## TRECHO FORNECIDO
────────────────────
Acabei
de ler na internet a seguinte nota: “Marido ciumento faz corredora vaidosa adotar meião de futebol para ficar menos ‘pelada’”. O
texto conta o caso de Rosângela dos Santos, atleta brasileira dos
100m rasos, que, devido aos ciúmes do marido, funcionário da
Marinha, “decidiu”
calçar um par de meiões típicos dos e das praticantes do futebol
para “amenizar a nudez” durante as competições (!). Ele não
gostou de ver a mulher dele lá, com tudo de fora, exibindo o corpão
sarado para todo mundo ver, reclamou que a roupa usada por ela nas
competições é muito curta, e, como forma de “acalmar a fera”, ela resolveu colocar o tal meião. Ela ainda disse, de acordo com a
reportagem, que o marido falou que ela está até “mais bonita”
com o acessório extra, numa clara
tentativa de disfarçar o caráter invasivo e
desrespeitoso da “recomendação”.
Eu
não sei o que é mais grave: o marido dela ter imposto uma peça de
roupa ao vestuário para ela ficar “menos pelada” ou ela ter
concordado, aceitado e feito o que o marido/dono dela mandou “em
nome do amor”. E para completar, no final da nota, ela ainda diz
que o sonho dela é se tornar passista de escola de samba, mas a tia
dela não deixa por causa das roupas que uma passista (não) precisa
usar na hora de sambar.
────────────────────
## INFORMAÇÕES FORNECIDAS
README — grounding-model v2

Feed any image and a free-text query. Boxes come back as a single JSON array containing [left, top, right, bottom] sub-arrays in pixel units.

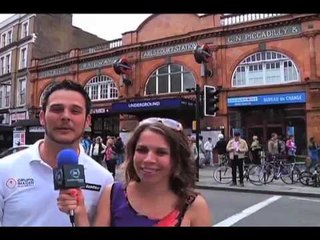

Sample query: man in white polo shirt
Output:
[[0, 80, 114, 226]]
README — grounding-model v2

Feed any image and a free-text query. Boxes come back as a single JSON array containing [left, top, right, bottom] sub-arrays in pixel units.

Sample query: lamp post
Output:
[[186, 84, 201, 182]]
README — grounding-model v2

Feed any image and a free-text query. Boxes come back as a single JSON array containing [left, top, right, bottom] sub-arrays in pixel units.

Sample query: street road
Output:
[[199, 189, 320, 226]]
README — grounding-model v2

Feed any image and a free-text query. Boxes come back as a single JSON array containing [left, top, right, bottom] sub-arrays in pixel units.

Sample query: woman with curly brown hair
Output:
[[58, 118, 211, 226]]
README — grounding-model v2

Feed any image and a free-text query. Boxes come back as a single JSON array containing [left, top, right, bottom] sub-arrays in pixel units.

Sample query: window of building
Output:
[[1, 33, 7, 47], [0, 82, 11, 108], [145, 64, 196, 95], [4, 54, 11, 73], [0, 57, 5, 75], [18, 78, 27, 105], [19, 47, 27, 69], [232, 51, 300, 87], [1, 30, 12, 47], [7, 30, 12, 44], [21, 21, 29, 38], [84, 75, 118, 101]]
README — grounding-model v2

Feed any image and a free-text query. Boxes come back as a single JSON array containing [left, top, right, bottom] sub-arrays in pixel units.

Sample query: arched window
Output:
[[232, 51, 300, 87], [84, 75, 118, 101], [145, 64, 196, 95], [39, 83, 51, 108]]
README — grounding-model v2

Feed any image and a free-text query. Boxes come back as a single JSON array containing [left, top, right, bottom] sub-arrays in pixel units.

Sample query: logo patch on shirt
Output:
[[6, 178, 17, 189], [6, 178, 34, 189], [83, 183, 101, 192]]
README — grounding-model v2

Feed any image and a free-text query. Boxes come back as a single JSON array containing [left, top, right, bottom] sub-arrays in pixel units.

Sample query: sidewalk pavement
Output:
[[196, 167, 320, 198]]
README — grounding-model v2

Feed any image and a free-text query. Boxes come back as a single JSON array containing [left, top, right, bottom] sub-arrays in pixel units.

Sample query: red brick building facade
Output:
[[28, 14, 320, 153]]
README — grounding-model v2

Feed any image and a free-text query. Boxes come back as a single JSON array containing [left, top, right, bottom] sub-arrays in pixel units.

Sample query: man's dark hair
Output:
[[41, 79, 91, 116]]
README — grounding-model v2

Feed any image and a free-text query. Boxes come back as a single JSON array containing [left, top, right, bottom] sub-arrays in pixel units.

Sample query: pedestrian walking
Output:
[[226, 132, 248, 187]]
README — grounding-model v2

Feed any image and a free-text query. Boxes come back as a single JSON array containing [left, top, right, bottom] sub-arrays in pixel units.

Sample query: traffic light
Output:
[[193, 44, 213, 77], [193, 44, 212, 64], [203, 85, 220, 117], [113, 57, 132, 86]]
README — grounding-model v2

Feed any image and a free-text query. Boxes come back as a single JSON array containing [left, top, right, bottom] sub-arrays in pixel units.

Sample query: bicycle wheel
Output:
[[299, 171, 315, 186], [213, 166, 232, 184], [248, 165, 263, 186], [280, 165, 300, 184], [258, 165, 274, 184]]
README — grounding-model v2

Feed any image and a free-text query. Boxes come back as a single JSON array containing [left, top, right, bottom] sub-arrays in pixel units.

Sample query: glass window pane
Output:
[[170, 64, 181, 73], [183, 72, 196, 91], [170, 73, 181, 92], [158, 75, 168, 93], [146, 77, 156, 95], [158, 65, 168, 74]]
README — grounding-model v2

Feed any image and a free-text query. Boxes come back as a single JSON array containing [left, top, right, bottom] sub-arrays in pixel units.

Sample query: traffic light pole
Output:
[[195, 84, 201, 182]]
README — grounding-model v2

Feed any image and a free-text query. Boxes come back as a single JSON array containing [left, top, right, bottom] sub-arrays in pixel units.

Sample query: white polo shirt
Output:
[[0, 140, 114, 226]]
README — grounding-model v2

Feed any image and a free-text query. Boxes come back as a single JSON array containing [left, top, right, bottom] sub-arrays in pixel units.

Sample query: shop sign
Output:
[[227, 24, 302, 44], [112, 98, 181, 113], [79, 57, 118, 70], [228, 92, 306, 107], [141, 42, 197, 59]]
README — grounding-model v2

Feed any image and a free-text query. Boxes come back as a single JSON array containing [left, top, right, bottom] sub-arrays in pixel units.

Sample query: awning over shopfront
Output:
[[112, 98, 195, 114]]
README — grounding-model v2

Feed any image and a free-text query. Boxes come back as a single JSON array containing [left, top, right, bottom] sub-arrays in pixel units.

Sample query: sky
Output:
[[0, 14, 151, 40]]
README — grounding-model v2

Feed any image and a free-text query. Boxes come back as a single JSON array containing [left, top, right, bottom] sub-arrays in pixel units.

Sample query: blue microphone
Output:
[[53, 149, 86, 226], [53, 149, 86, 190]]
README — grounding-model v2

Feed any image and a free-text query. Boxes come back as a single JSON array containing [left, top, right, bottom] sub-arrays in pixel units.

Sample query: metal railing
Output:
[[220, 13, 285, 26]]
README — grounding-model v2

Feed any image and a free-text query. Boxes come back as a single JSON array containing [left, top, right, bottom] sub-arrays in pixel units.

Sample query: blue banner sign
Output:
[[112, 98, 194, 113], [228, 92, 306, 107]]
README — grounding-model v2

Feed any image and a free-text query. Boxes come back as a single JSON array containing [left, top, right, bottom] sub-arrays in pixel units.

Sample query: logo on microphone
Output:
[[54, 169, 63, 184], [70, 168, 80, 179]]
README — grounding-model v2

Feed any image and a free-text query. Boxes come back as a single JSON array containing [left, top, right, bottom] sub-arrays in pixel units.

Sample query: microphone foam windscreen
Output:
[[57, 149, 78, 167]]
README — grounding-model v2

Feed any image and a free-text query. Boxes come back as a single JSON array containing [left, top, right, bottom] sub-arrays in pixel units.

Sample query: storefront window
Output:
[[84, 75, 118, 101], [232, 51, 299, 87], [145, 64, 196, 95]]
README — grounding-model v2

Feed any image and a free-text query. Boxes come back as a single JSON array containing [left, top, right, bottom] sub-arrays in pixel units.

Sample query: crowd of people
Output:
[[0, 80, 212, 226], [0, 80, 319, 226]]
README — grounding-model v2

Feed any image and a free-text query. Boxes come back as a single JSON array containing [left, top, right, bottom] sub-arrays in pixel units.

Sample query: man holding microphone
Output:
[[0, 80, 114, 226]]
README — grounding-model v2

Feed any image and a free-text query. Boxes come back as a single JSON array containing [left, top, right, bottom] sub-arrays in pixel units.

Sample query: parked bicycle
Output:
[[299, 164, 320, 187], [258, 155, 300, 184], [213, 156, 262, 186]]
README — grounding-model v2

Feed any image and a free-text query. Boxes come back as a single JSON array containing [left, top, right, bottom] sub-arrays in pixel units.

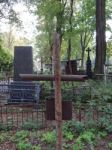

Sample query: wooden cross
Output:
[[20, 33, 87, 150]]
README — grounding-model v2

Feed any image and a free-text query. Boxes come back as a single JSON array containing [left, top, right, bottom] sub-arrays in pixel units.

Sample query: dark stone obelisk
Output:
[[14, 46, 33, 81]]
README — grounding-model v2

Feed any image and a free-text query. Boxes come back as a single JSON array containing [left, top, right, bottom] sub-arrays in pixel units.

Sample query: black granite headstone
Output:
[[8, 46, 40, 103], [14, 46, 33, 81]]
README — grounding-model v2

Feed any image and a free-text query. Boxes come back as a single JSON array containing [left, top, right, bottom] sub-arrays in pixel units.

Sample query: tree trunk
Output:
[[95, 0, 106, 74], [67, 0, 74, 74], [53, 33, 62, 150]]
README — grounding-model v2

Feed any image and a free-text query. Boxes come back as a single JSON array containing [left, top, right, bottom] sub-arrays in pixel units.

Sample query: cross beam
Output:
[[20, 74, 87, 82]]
────────────────────
## PEDIDO 1
Resuma em poucas frases o parágrafo do trecho fornecido que começa com "Acabei de ler na internet" e mantenha os fatos principais.
## PEDIDO 2
Por favor, dê continuidade ao trecho fornecido sobre a corredora e o meião a partir da última frase.

## RESPOSTA DO EXERCÍCIO 1
Uma nota na internet conta que Rosângela dos Santos, atleta brasileira dos 100 m rasos, passou a usar meiões de futebol nas competições por causa do ciúme do marido, funcionário da Marinha. Ele reclamou que a roupa usada por ela nas provas é muito curta, e ela adotou o acessório para "acalmar a fera". Segundo a reportagem, o marido diz que ela ficou "mais bonita" assim. O texto vê nisso uma tentativa de disfarçar o caráter invasivo e desrespeitoso da "recomendação".

## RESPOSTA DO EXERCÍCIO 2
Ou
seja, Rosângela faz o que o marido dela quer, o que a tia dela quer,
mas não faz o que ELA quer. A vida é dela, o corpo é dela, o sonho
é dela, mas ela renuncia a tudo isso para não desagradar a família.
Fico
me perguntando: quando (e se) ela dará um basta nisso tudo e passará
a vestir-se como quiser e fazer o que bem entender com a vida e o
corpo dela? Que sociedade é essa que deixa os homens viverem como
quiserem, mas a todo instante estão ditando normas e regras sobre o
corpo feminino? Por que um homem pode sair às ruas sem camisa,
exibindo o tórax bombado, mas uma mulher não pode exibir as pernas
em uma competição de atletismo?
Regina
Navarro já escreveu muito sobre isso, e eu não pretendo ser caixa
de ressonância dos textos dela (ou pelo menos eu me comprometo a
tentar não ser). O ciúme é um sentimento altamente destrutivo, mas
infelizmente é passado para nós como uma coisa positiva; há até
quem diga que “o ciúme é o perfume do amor”, um tempero a mais
na relação (como se fossem necessárias demonstrações constantes
de posse para uma pessoa se sentir amada). É nada mais do que um
conjunto de práticas criadas para controlar o corpo da mulher de um
modo menos indolor (se é que posso usar essa expressão). Controlar
as roupas, o decote da blusa, o tamanho do vestido, da saia ou da
bermuda, o uso de maquiagem, a cor do esmalte das unhas, o cabelo
solto ou preso, os horários, nada disso é visto como estratégia de
dominação. Nãão!!! É para o bem delas, pô! As mulheres não
sabem dirigir as próprias vidas, portanto nada mais natural que nós,
homens, donos da razão, a protejamos delas mesmas. Sabe como é, né,
mulher solta sem governo só faz merda!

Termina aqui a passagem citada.